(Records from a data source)
◇ ◇ ◇ ◇

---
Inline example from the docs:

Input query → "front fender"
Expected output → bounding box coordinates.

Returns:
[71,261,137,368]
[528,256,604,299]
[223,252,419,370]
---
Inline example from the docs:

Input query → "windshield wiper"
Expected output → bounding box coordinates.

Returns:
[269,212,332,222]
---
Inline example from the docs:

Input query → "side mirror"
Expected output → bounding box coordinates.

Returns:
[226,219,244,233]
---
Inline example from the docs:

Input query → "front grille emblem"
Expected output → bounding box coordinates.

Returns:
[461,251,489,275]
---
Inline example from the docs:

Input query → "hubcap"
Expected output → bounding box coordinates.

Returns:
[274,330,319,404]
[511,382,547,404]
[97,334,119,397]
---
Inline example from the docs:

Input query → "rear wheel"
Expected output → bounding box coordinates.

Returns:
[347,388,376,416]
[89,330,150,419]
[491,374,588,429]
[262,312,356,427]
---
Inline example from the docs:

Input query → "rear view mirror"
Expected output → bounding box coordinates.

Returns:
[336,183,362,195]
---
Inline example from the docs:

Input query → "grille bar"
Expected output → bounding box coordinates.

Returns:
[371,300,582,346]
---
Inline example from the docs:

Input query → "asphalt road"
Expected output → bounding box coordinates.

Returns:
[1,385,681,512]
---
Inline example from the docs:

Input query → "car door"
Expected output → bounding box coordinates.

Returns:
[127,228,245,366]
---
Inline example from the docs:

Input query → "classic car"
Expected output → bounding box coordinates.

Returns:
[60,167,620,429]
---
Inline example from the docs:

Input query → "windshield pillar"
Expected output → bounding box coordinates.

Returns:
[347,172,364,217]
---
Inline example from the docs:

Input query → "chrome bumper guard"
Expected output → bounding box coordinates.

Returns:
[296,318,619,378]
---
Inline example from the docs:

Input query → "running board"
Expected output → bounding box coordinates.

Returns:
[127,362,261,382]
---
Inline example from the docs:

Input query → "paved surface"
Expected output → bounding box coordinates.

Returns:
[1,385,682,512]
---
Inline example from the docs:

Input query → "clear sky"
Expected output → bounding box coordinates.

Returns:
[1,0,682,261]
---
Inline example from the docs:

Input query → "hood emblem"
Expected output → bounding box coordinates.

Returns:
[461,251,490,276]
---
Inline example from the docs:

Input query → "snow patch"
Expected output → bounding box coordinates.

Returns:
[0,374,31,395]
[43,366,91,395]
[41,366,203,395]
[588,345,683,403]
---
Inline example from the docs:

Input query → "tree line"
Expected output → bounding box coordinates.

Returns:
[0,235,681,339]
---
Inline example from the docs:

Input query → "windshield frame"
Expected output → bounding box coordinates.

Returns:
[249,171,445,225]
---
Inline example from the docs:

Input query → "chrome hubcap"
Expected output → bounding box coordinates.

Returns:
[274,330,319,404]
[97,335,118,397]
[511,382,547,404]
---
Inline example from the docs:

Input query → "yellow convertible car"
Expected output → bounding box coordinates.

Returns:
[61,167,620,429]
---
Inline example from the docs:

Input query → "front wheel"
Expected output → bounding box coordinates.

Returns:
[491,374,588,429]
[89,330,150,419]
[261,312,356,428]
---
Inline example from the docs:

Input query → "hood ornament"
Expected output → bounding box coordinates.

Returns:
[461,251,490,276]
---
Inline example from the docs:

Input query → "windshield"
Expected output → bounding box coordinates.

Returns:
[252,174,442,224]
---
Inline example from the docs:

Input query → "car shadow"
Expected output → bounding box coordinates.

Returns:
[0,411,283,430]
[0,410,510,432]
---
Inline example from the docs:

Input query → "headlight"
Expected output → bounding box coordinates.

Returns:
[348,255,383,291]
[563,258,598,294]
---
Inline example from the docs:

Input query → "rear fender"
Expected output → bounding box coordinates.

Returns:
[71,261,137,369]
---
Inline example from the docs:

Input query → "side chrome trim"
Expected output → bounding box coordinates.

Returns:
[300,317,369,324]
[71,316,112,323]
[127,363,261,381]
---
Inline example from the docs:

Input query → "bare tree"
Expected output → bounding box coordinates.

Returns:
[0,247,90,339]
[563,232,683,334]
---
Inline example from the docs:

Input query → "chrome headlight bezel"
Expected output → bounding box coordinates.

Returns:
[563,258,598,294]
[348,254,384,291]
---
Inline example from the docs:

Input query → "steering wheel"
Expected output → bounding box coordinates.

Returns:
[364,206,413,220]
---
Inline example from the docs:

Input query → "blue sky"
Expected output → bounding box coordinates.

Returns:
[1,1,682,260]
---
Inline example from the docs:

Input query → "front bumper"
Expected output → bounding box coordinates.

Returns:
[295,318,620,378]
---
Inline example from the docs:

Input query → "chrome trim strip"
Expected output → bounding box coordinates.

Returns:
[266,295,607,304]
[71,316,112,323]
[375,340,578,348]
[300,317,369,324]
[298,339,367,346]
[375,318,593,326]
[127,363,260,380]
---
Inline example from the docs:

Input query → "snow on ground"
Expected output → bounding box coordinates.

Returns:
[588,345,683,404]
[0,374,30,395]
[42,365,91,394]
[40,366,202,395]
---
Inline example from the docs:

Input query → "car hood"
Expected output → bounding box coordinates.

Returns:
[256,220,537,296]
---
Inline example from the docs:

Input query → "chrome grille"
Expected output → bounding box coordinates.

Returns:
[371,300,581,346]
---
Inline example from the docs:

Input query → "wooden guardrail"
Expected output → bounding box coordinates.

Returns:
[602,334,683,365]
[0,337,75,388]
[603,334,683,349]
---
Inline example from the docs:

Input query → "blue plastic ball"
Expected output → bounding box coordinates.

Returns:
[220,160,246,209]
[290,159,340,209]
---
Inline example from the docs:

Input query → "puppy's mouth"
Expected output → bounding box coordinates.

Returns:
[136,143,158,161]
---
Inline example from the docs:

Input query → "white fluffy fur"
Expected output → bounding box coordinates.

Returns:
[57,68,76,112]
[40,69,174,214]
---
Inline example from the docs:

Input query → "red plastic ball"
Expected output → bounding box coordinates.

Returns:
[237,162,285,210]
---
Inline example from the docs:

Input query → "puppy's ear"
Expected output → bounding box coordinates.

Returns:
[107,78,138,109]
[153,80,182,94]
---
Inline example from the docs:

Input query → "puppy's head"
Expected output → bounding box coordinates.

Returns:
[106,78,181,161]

◇ ◇ ◇ ◇

**What is being asked**
Would you please copy all lines in the data that contain the word "tree"?

**Written solution**
Input query → "tree line"
Input query → "bare tree"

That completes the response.